══ Texto propuesto ══
El diálogo se parece, a veces, a un instrumento mágico: opera prodigios. Es como un sacramental. Cuántas veces, en situaciones conflictivas que se arrastran desde largos años y, al parecer, no tenían solución, sólo una hora de diálogo despejó suspicacias, aclaró malentendidos, y creó un nuevo clima de confianza. Es, el diálogo, una solución casi infalible para todas las tensiones que puedan originarse en el seno de una comunidad.
Sabemos cómo nacen las desinteligencias. Alguien comentó algo sobre otro. Un tercero tomó las palabras, las cargó de tinta, y se las transmitió a ese otro. El transmisor y el destinatario del comentario supusieron una intencionalidad que, en realidad, no existió en el comentador. Se abrió la distancia que, a veces, puede tomar proporciones. Sentados en sendos sillones, los interesados tuvieron un pequeño diálogo. Llegó el entendimiento, y los dos se sintieron ¡ tan
aliviados . . . !
═══
| Tareas a realizar |
(1) Según el texto sobre el diálogo, ¿cuánto tiempo de diálogo bastó para despejar suspicacias en situaciones conflictivas que venían de largos años?
(2) Transcribe del texto sobre el diálogo el fragmento que empieza con las palabras que contienen "Sabemos cómo nacen" y termina con "aliviados . . . !".
Las líneas no desempeñan ningún papel en esto.
══ Extracto de datos ══
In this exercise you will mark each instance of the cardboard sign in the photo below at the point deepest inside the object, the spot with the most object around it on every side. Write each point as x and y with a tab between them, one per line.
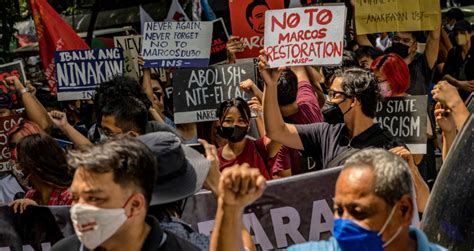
═══
| Soluciones del ejercicio |
(1) Bastó sólo una hora de diálogo.

(2)
Sabemos cómo nacen las desinteligencias. Alguien comentó algo sobre otro. Un tercero tomó las palabras, las cargó de tinta, y se las transmitió a ese otro. El transmisor y el destinatario del comentario supusieron una intencionalidad que, en realidad, no existió en el comentador. Se abrió la distancia que, a veces, puede tomar proporciones. Sentados en sendos sillones, los interesados tuvieron un pequeño diálogo. Llegó el entendimiento, y los dos se sintieron ¡ tan
aliviados . . . !